◆ Extrait du document ◆
+++

J'admire ici la haute raison de notre Virgile. Il imite ces vers d'Homère: «Tu n'as pas eu pour père Pélée habile à manier les chevaux, ni pour mère Thétis; tu dois ta naissance à la mer cruelle, à des roches nues, puisque tu portes un coeur inexorable.» Virgile ne s'arrête pas, comme son modèle, à l'enfantement; il ajoute, ce qui n'est pas dans Homère: «Les tigresses de l'Hyrcanie t'ont prêté leurs mamelles.»

Rien, en effet, ne contribue plus à former les moeurs que le caractère de la nourrice, et la qualité du lait, qui participe à la fois des qualités physiques et morales du père et de la mère.

+++

◆ Données sources ◆
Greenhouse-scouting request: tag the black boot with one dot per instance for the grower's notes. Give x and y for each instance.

+++

◆ Consignes de travail ◆
A: Restituez sans aucune modification le passage sur Virgile et Homère, du segment qui commence par "J'admire ici la" jusqu'à celui qui se termine par "de la mère.".
B: Prolongez le passage sur Virgile et Homère à partir de sa dernière phrase.

◆ Résultats par tâche ◆
A:
J'admire ici la haute raison de notre Virgile. Il imite ces vers d'Homère: «Tu n'as pas eu pour père Pélée habile à manier les chevaux, ni pour mère Thétis; tu dois ta naissance à la mer cruelle, à des roches nues, puisque tu portes un coeur inexorable.» Virgile ne s'arrête pas, comme son modèle, à l'enfantement; il ajoute, ce qui n'est pas dans Homère: «Les tigresses de l'Hyrcanie t'ont prêté leurs mamelles.»

Rien, en effet, ne contribue plus à former les moeurs que le caractère de la nourrice, et la qualité du lait, qui participe à la fois des qualités physiques et morales du père et de la mère.

B:
Il est encore une autre considération qu'on ne saurait dédaigner. N'est-il pas vrai que les femmes qui abandonnent et exilent loin d'elles leurs enfants, pour les laisser nourrir par d'autres, brisent, ou du moins relâchent, affaiblissent le lien de tendresse dont la nature unit l'àme des enfants à celle des parents? Aussitôt que l'enfant est sorti de la maison pour aller ailleurs, l'énergie du sentiment maternel s'émousse peu à peu, et tout le bruit de l'inquiétude et de l'impatience maternelle fait silence. Un enfant mis en nourrice n'est guère moins oublié qu'un mort. L'enfant, à son tour, porte tout d'abord sur celle qui le nourrit son affection et son amour; et celle qui lui a donné le jour ne lui inspire pas plus de sentiment, pas plus de regret que s'il avait été exposé. Ainsi s'altère et s'évanouit la piété dont la nature avait jeté la première semence; et si l'enfant paraît encore aimer son père et sa mère, cet amour n'est pas l'effet de la nature, mais le fruit de la société et de l'opinion.» Ainsi parla Favorinus, en grec. Ses idées m'ont paru d'un intérèt général, et je les rapporte aussi fidèlement que ma mémoire me le permet. Pour les gràces et la richesse de la diction, toute l'éloquence latine nen retracerait qu'une ombre; ma faiblesse, rien du tout.